### DOCUMENT SEGMENT
-- BEGIN --
This program will retrieve a document and store it in a local file. It will follow any links found in the document and store these documents as well, patching links so that they refer to these local copies. This process continues until there are no more unvisited links or the process is stopped by the one or more of the limits which can be controlled by the command line arguments.

This program is useful if you want to make a local copy of a collection of documents or want to do web reading off-line.

All documents are stored as plain files in the current directory. The file names chosen are derived from the last component of URL paths.

The options are:

--auth=USER:PASn
Set the authentication credentials to user ``USER'' and password ``PASS'' if any restricted parts of the web site are hit. If there are restricted parts of the web site and authentication credentials are not available, those pages will not be downloaded.
--depth=n
Limit the recursive level. Embedded images are always loaded, even if they fall outside the --depth. This means that one can use --depth=0 in order to fetch a single document together with all inline graphics.

The default depth is 5.

--hier
Download files into a hierarchy that mimics the web site structure. The default is to put all files in the current directory.
--referer=URI
Set the value of the Referer header for the initial request. The special value "NONE" can be used to suppress the Referer header in any of subsequent requests. The Referer header will always be suppressed in all normal "http" requests if the referring page was transmitted over "https" as recommended in RFC 2616.
-- END --
Dataset rows
-- BEGIN --
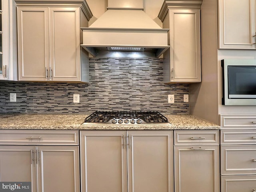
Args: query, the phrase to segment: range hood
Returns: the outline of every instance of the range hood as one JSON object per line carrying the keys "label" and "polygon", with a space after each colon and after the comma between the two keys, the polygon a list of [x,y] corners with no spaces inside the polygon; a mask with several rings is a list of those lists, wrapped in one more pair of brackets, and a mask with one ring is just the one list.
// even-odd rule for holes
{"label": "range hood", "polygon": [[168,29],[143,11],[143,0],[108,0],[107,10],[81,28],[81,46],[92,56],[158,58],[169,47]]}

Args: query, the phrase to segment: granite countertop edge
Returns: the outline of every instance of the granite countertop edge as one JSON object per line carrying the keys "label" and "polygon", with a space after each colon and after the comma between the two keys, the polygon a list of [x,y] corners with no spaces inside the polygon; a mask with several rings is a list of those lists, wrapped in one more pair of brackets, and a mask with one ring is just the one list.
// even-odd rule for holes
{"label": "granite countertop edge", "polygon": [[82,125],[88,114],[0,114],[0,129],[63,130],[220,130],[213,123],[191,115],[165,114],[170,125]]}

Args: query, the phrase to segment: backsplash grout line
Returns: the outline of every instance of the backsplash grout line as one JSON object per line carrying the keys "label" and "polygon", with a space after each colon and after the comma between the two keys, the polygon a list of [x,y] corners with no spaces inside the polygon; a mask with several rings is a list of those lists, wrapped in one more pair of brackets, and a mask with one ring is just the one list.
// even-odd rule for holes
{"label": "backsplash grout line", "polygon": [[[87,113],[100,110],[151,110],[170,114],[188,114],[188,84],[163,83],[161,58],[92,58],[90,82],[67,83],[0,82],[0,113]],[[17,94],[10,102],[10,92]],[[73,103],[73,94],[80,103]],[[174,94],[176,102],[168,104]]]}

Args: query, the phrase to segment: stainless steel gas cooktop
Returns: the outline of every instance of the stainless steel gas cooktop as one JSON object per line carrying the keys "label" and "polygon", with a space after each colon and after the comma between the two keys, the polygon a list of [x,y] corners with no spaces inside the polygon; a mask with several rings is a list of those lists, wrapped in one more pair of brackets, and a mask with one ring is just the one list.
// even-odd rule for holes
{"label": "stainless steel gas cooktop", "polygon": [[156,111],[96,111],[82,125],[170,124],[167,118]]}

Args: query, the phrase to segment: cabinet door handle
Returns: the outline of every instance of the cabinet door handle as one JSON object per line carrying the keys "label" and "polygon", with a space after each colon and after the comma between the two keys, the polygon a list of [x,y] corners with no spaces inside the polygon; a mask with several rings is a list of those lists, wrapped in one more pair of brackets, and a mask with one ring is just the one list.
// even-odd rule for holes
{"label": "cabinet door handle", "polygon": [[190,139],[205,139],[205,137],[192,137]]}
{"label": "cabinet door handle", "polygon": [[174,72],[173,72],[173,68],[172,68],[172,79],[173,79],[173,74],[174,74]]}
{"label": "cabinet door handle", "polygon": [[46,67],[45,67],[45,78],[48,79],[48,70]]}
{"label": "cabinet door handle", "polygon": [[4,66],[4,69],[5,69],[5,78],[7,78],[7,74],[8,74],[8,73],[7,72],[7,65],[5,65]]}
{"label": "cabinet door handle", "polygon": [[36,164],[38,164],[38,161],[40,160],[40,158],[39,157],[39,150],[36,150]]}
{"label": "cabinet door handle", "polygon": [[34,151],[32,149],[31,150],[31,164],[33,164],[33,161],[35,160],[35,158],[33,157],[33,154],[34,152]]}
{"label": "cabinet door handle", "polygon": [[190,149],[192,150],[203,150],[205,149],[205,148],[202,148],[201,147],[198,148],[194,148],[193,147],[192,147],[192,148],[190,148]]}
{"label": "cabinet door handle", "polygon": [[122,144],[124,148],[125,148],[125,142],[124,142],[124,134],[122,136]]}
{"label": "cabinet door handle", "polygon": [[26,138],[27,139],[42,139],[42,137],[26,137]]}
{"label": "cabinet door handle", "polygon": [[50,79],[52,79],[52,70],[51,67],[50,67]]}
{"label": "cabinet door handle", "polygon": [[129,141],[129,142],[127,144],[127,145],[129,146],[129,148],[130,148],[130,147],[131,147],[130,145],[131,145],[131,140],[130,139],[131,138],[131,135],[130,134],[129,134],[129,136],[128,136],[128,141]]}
-- END --
-- BEGIN --
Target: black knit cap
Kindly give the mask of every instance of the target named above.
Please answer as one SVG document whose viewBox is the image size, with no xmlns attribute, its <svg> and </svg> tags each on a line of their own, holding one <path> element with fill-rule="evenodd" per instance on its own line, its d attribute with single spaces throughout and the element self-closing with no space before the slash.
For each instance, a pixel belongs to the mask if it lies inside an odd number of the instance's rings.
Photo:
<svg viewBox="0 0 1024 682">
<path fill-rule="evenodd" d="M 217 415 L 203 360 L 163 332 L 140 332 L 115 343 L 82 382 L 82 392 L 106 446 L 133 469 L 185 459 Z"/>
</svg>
-- END --
### REQUIREMENT 1
In the web download program description, what is the default depth?
### REQUIREMENT 2
Pick up the web download program description right after its last sentence and keep writing.

### RESPONSE 1
5

### RESPONSE 2
--iis
Sends an ``Accept: */*'' on all URL requests as a workaround for a bug in IIS 2.0. If no Accept MIME header is present, IIS 2.0 returns with a ``406 No acceptable objects were found'' error. Also converts any back slashes (\\) in URLs to forward slashes (/).
--keepext=mime/type[,mime/type]
Keeps the current extension for the list MIME types. Useful when downloading text/plain documents that shouldn't all be translated to *.txt files.
--limit=n
Limit the number of documents to get. The default limit is 50.
--nospace
Changes spaces in all URLs to underscore characters (_). Useful when downloading files from sites serving URLs with spaces in them.  Does not
remove spaces from fragments, e.g., ``file.html#somewhere in here''.
--prefix=url_prefix
Limit the links to follow. Only URLs that start the prefix string are followed.

The default prefix is set as the ``directory'' of the initial URL to follow.  For instance if we start lwp-rget with the URL
"http://www.sn.no/foo/bar.html", then prefix will be set to "http://www.sn.no/foo/".

Use "--prefix=''" if you don't want the fetching to be limited by any prefix.

--sleep=n
Sleep n seconds before retrieving each document. This options allows you to go slowly, not loading the server you visiting too much.
--tolower
Translates all links to lowercase. Useful when downloading files from IIS since it does not serve files in a case sensitive manner.
--verbose
Make more noise while running.
--quiet
Don't make any noise.
--version
Print program version number and quit.
--help
Print the usage message and quit.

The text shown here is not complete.